Format as a numbered list the lines that begin at the line containing "Can you find the tall" and stop after the line containing "<point>1161,298</point>", with both of those lines included and any blank lines omitted.
--- INFORMATION GIVEN ---
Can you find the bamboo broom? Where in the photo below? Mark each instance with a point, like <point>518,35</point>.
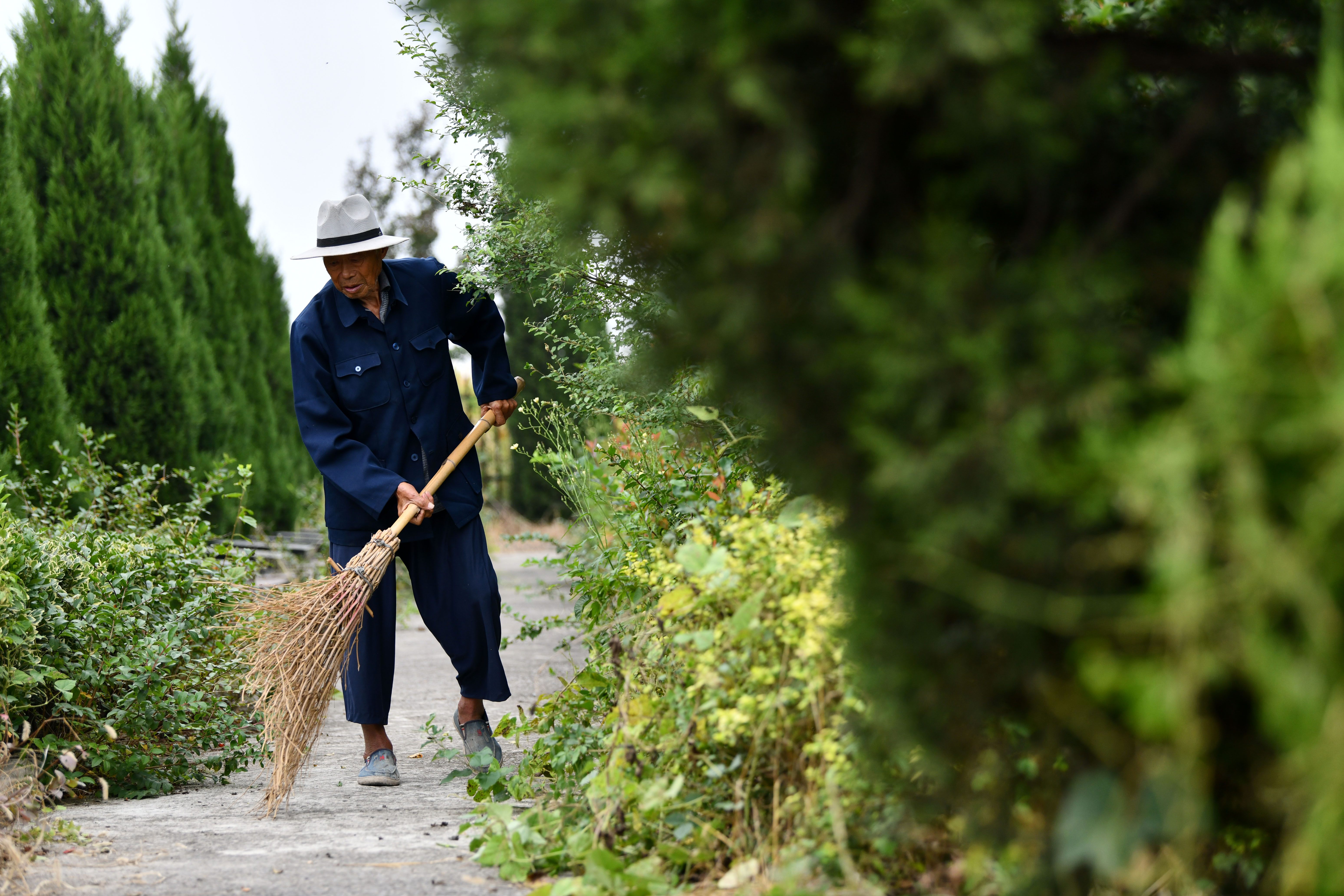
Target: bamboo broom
<point>303,635</point>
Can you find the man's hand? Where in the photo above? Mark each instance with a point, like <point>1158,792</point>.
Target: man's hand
<point>503,410</point>
<point>408,495</point>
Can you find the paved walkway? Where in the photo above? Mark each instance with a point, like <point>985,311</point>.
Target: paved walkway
<point>335,837</point>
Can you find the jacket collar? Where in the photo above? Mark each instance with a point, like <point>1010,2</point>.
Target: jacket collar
<point>349,310</point>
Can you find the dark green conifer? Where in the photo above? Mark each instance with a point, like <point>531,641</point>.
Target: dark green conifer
<point>232,291</point>
<point>30,375</point>
<point>117,327</point>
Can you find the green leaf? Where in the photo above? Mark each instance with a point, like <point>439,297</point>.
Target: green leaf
<point>698,559</point>
<point>797,510</point>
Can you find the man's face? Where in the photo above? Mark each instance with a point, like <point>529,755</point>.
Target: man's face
<point>357,276</point>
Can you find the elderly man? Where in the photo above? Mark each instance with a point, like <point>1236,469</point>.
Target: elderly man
<point>378,409</point>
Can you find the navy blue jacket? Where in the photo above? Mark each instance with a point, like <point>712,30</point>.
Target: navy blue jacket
<point>378,404</point>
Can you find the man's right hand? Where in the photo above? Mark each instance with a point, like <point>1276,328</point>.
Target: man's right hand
<point>407,495</point>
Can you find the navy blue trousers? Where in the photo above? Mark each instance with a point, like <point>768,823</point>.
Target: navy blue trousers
<point>459,600</point>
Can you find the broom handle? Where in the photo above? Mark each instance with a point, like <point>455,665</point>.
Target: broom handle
<point>451,464</point>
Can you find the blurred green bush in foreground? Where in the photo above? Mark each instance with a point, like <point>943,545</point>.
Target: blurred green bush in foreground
<point>111,605</point>
<point>1005,283</point>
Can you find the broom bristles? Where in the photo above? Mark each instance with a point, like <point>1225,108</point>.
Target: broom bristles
<point>300,640</point>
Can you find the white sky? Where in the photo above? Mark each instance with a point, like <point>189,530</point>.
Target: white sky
<point>302,84</point>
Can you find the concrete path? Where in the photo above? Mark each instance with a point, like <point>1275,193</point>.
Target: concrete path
<point>335,837</point>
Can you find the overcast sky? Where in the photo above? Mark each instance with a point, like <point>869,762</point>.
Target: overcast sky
<point>302,84</point>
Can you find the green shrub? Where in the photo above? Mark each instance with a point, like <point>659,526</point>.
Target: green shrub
<point>111,605</point>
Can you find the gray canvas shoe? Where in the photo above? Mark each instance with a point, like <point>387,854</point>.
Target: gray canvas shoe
<point>476,737</point>
<point>381,770</point>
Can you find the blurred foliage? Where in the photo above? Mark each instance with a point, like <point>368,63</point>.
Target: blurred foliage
<point>949,256</point>
<point>114,600</point>
<point>706,735</point>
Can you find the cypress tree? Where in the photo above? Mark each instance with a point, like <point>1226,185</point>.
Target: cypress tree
<point>30,375</point>
<point>232,289</point>
<point>530,492</point>
<point>117,327</point>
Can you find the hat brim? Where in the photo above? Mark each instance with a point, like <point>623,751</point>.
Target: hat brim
<point>350,249</point>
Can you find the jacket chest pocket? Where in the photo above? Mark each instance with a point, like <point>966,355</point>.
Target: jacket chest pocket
<point>432,354</point>
<point>361,383</point>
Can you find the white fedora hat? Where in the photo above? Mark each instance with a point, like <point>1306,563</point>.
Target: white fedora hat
<point>349,226</point>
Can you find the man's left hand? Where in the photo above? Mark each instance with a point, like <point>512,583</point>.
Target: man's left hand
<point>503,410</point>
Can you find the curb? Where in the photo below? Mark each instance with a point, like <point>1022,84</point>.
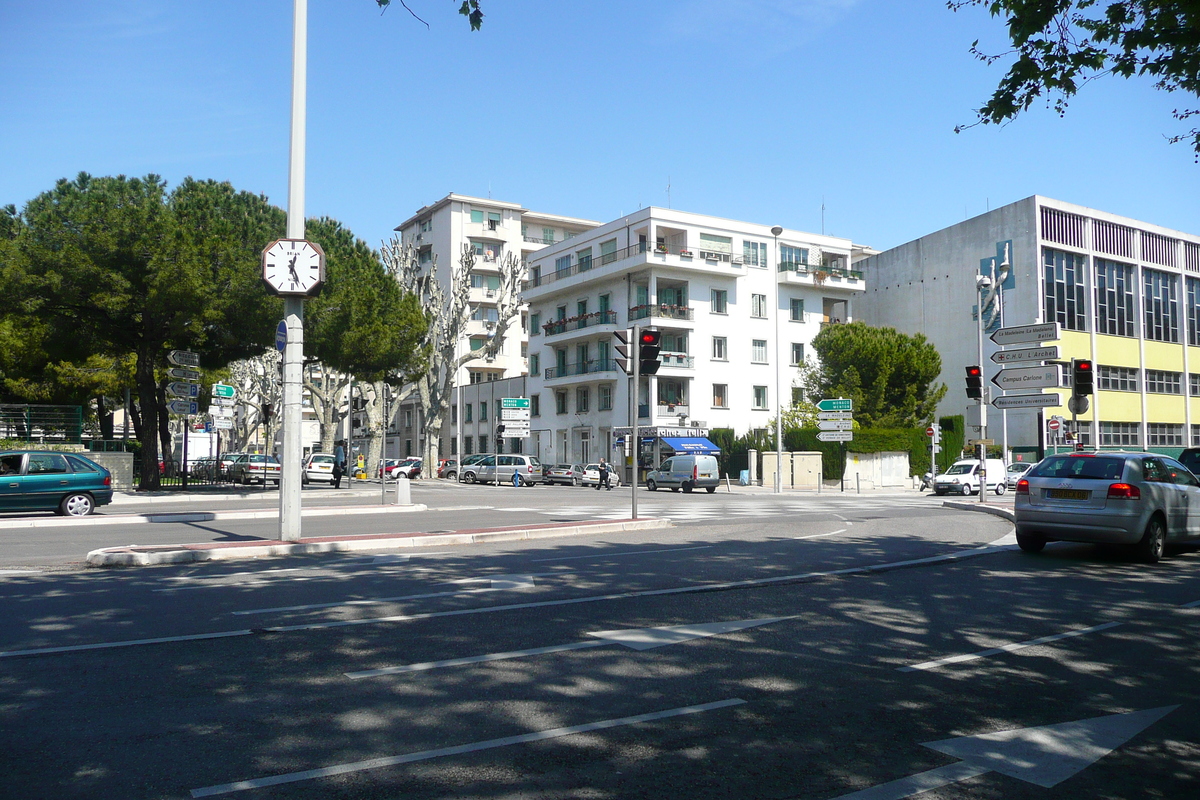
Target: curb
<point>148,555</point>
<point>201,516</point>
<point>996,511</point>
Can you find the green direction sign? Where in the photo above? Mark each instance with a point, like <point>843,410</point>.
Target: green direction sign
<point>840,404</point>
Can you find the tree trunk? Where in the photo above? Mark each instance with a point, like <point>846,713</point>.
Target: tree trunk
<point>149,417</point>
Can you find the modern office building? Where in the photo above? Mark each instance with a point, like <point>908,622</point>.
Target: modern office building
<point>737,306</point>
<point>1126,294</point>
<point>493,229</point>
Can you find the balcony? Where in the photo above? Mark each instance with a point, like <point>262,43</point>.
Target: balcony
<point>581,368</point>
<point>663,311</point>
<point>583,322</point>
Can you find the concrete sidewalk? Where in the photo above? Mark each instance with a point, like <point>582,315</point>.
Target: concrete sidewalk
<point>147,555</point>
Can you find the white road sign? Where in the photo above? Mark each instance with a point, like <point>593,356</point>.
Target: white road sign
<point>1021,378</point>
<point>1027,401</point>
<point>1027,354</point>
<point>1021,334</point>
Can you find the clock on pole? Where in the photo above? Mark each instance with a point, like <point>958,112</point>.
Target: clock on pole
<point>294,268</point>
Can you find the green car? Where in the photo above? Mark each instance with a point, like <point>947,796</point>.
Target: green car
<point>67,483</point>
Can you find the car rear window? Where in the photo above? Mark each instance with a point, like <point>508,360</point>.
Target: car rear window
<point>1095,468</point>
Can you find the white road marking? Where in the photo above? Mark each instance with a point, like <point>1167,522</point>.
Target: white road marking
<point>840,530</point>
<point>613,555</point>
<point>393,761</point>
<point>1007,648</point>
<point>501,583</point>
<point>642,638</point>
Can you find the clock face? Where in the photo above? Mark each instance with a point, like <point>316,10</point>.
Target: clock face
<point>294,266</point>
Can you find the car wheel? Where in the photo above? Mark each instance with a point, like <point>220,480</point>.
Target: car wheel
<point>77,505</point>
<point>1031,543</point>
<point>1153,541</point>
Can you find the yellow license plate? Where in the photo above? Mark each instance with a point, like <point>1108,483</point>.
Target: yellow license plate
<point>1068,494</point>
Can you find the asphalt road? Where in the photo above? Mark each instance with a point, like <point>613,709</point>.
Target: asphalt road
<point>857,632</point>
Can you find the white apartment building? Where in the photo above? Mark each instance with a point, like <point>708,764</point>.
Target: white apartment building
<point>737,306</point>
<point>493,229</point>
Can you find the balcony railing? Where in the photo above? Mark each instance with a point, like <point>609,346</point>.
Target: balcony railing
<point>681,360</point>
<point>580,323</point>
<point>581,368</point>
<point>660,310</point>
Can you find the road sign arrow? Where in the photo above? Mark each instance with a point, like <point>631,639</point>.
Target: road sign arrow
<point>639,638</point>
<point>1044,756</point>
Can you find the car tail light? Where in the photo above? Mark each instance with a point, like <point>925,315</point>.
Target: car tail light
<point>1125,492</point>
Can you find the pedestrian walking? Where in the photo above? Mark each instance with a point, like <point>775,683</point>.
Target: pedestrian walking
<point>339,470</point>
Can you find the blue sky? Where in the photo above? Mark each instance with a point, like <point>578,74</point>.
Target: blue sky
<point>751,109</point>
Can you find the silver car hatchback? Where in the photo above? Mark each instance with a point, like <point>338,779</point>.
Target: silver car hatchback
<point>1141,499</point>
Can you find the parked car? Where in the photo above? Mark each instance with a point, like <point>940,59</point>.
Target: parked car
<point>687,473</point>
<point>592,475</point>
<point>1143,499</point>
<point>528,468</point>
<point>67,483</point>
<point>319,468</point>
<point>564,474</point>
<point>1017,470</point>
<point>255,469</point>
<point>963,477</point>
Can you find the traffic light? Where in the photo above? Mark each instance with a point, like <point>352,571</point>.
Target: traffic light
<point>975,383</point>
<point>1081,377</point>
<point>648,352</point>
<point>622,348</point>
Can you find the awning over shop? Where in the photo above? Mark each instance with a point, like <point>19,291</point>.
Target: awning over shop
<point>702,446</point>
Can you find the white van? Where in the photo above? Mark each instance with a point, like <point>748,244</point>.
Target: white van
<point>687,473</point>
<point>963,477</point>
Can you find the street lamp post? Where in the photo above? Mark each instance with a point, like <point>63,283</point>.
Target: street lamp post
<point>779,384</point>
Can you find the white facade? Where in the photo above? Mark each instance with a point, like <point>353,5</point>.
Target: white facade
<point>737,307</point>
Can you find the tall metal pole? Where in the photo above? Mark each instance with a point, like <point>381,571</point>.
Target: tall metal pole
<point>293,307</point>
<point>779,384</point>
<point>635,352</point>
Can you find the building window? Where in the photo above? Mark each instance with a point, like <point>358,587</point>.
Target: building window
<point>720,395</point>
<point>759,306</point>
<point>1159,382</point>
<point>1063,300</point>
<point>1120,434</point>
<point>792,259</point>
<point>1114,299</point>
<point>1117,379</point>
<point>754,253</point>
<point>1164,434</point>
<point>1161,298</point>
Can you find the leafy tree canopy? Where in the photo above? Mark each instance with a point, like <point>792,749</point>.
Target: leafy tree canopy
<point>1061,44</point>
<point>888,374</point>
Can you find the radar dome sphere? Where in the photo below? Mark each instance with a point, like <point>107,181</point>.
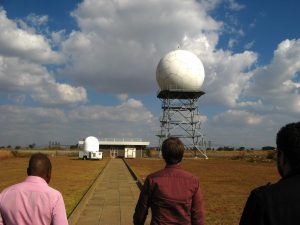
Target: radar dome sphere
<point>91,144</point>
<point>180,70</point>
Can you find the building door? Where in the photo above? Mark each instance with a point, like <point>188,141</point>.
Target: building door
<point>113,153</point>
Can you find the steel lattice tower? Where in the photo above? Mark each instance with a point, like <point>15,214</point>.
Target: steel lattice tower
<point>181,118</point>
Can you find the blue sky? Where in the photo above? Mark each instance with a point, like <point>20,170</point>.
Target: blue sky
<point>70,69</point>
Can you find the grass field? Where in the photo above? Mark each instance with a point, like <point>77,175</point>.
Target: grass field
<point>72,177</point>
<point>225,183</point>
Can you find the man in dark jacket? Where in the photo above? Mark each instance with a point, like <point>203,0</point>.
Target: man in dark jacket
<point>279,203</point>
<point>172,194</point>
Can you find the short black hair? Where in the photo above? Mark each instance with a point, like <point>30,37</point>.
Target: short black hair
<point>288,141</point>
<point>39,165</point>
<point>172,150</point>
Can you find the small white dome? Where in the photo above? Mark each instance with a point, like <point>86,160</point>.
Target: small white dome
<point>91,144</point>
<point>180,70</point>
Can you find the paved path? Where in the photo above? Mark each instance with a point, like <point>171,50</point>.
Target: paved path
<point>111,200</point>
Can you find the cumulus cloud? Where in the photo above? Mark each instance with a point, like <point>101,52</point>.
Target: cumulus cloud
<point>43,124</point>
<point>237,117</point>
<point>277,84</point>
<point>19,77</point>
<point>131,110</point>
<point>17,42</point>
<point>115,52</point>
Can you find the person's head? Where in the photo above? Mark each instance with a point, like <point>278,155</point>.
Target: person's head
<point>288,147</point>
<point>40,165</point>
<point>172,150</point>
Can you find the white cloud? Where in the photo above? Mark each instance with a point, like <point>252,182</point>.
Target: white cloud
<point>274,84</point>
<point>249,45</point>
<point>16,42</point>
<point>131,110</point>
<point>122,97</point>
<point>37,19</point>
<point>18,77</point>
<point>233,5</point>
<point>232,42</point>
<point>115,52</point>
<point>234,117</point>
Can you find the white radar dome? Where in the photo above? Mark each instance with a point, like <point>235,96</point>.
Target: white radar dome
<point>91,144</point>
<point>180,70</point>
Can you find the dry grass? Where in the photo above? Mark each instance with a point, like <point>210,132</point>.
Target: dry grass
<point>4,154</point>
<point>225,183</point>
<point>72,177</point>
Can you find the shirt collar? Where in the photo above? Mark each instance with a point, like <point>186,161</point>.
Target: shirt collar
<point>35,179</point>
<point>174,166</point>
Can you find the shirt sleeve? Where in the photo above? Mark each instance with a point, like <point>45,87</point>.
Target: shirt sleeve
<point>253,212</point>
<point>59,216</point>
<point>1,219</point>
<point>141,209</point>
<point>197,212</point>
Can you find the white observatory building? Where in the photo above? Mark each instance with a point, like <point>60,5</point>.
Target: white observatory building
<point>180,75</point>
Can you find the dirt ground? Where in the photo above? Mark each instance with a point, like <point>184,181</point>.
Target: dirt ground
<point>225,183</point>
<point>72,177</point>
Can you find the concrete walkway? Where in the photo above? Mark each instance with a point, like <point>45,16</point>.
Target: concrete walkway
<point>111,200</point>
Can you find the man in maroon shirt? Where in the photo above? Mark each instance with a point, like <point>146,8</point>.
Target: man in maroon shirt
<point>173,195</point>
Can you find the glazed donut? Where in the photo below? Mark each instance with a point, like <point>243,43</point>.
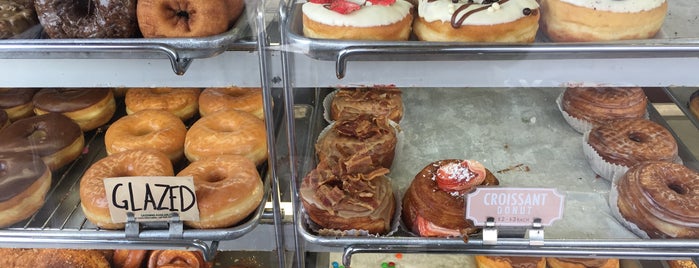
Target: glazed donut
<point>41,257</point>
<point>124,258</point>
<point>93,198</point>
<point>242,99</point>
<point>388,20</point>
<point>509,21</point>
<point>15,18</point>
<point>17,102</point>
<point>694,104</point>
<point>613,147</point>
<point>358,144</point>
<point>228,189</point>
<point>601,20</point>
<point>183,102</point>
<point>509,262</point>
<point>661,198</point>
<point>147,129</point>
<point>433,204</point>
<point>581,263</point>
<point>177,258</point>
<point>89,107</point>
<point>87,19</point>
<point>186,18</point>
<point>53,137</point>
<point>377,101</point>
<point>591,106</point>
<point>24,181</point>
<point>227,132</point>
<point>360,201</point>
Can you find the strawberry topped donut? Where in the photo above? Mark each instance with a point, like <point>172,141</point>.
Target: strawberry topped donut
<point>503,21</point>
<point>357,19</point>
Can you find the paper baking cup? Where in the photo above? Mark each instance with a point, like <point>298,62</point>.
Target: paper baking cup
<point>613,199</point>
<point>581,126</point>
<point>606,170</point>
<point>395,222</point>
---
SOLUTION TO THIS EXERCISE>
1. Can you find the tall metal pole? Where in the photo above? Mark each instance with a point, like <point>381,571</point>.
2. Target: tall metal pole
3. <point>293,307</point>
4. <point>779,384</point>
5. <point>635,352</point>
6. Can you find the building window? Where in the photo above? Mark each instance with a point, like <point>358,587</point>.
7. Target: building window
8. <point>720,395</point>
9. <point>759,306</point>
10. <point>1159,382</point>
11. <point>1063,300</point>
12. <point>1120,434</point>
13. <point>792,259</point>
14. <point>1114,299</point>
15. <point>1117,379</point>
16. <point>754,253</point>
17. <point>1164,434</point>
18. <point>1161,298</point>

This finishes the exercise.